▸ SOAL LATIHAN:
1. Menurut teks bacaan tentang peran guru, kata "guru" berasal dari bahasa apa?
2. Tulislah kembali bagian teks bacaan tentang peran guru yang dimulai dengan kata-kata "Maka selayaknya, sebuah" dan berakhir dengan "di sekolah-sekolah umum.". Ganti "ibukota" dengan "ibu kota".

▸ TEKS BACAAN:
————

Kutipan yang sangat bagus dari
Henry Brooks Adams yang berkata “Teacher’s
affect eternity; no one can tell where their influence stops“, yang artinya
seorang guru mempunyai pengaruh yang sangat besar, terutama bagi murid-murid
yang di ajarnya. Tidak ada yang tahu, kapan pengaruh guru tersebut akan
berakhir. Karena layaknya semen yang basah di tangan tukang bangunan, begitulah
anak-anak dalam didikan seorang guru. Mereka akan menjadi seperti apa yang
gurunya ajarkan dan ketika semen itu mulai mengering, semen tersebut akan sulit
untuk di ubah.
Seperti asal katanya, guru
(bahasa sansekerta) adalah seseorang yang memberikan pedoman untuk orang
banyak. Sehingga sangat penting untuk seorang guru dapat memaksimalkan dirinya
sendiri terlebih dahulu sehingga ia dapat menciptakan generasi-generasi muda
yang cemerlang.
Maka selayaknya, sebuah Negara
lebih memperhatikan kualitas guru-gurunya. Karena seperti salah satu kutipan dari The Wold Bank yang mengatakan “When children learn, Nations prosper”. Untuk menciptakan suatu
bangsa yang dapat berkembang, maka titik mulanya adalah dengan menciptakan
anak-anak yang mau belajar. dan untuk mendapatkan pengajaran yang baik, maka
perlu adanya peningkatan kualitas dalam tenaga pendidiknya, dalam hal ini guru.
Washington, D.C misalnya, yang
merupakan ibukota dari Negara adi daya Amerika Serikat, ternyata juga
bermasalah dalam kualitas pendidikannya, terutama di sekolah-sekolah umum.
Tidak seperti yang kita bayangkan, ternyata siswa-siswa di sekolah umum di
Washington, D.C mempunyai tingkat kemampuan matematika paling rendah
dibandingkan negara-negara bagian Amerika lainnya (±8 %).

————

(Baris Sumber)
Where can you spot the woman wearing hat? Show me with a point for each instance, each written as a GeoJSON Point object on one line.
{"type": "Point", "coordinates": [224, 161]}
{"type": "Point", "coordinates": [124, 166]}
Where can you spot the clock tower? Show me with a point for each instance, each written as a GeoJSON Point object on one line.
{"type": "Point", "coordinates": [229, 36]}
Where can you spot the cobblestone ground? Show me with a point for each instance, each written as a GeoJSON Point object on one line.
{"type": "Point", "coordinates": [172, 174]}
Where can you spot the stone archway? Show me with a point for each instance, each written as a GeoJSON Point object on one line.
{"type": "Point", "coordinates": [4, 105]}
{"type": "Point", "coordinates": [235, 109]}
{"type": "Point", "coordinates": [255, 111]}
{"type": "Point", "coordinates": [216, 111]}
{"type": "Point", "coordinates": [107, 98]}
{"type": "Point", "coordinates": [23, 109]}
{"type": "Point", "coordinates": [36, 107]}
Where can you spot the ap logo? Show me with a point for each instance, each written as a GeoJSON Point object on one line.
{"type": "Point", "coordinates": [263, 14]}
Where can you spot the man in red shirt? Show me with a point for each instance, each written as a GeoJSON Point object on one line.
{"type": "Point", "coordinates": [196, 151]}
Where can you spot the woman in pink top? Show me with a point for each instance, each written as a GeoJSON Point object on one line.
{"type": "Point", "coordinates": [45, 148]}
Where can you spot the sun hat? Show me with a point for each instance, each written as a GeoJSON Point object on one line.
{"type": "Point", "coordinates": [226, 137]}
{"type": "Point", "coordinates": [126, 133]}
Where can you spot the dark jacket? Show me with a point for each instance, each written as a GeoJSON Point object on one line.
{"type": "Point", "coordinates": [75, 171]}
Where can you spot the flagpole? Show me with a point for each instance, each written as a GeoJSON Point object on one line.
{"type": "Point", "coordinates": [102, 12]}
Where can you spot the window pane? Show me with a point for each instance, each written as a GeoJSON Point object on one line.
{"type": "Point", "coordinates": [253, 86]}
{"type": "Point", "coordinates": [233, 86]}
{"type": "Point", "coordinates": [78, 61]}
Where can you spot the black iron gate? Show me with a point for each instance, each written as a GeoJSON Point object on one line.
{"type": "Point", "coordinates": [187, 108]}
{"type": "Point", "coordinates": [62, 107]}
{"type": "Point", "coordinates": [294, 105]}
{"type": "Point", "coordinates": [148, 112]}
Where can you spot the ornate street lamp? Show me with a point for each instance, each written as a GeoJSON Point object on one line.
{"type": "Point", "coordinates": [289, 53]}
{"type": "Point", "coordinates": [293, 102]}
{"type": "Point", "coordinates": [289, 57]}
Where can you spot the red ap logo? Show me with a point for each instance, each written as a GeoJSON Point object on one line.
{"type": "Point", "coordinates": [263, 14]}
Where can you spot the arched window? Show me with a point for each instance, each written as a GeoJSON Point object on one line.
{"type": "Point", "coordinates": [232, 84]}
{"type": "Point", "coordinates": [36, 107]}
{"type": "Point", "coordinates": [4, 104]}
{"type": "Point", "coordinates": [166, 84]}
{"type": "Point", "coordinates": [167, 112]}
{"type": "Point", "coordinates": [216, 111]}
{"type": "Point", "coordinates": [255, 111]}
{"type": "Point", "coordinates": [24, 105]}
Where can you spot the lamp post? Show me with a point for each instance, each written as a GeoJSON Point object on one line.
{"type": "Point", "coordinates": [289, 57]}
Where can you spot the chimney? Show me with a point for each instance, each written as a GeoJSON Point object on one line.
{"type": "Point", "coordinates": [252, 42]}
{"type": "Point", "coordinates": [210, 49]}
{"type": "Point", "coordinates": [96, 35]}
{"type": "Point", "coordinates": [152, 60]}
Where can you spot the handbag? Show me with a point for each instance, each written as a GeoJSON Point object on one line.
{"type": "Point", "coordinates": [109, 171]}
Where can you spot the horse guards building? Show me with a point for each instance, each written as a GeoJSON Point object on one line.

————

▸ JAWABAN PER SOAL:
1. Bahasa Sansekerta.

2.
Maka selayaknya, sebuah Negara
lebih memperhatikan kualitas guru-gurunya. Karena seperti salah satu kutipan dari The Wold Bank yang mengatakan “When children learn, Nations prosper”. Untuk menciptakan suatu
bangsa yang dapat berkembang, maka titik mulanya adalah dengan menciptakan
anak-anak yang mau belajar. dan untuk mendapatkan pengajaran yang baik, maka
perlu adanya peningkatan kualitas dalam tenaga pendidiknya, dalam hal ini guru.
Washington, D.C misalnya, yang
merupakan ibu kota dari Negara adi daya Amerika Serikat, ternyata juga
bermasalah dalam kualitas pendidikannya, terutama di sekolah-sekolah umum.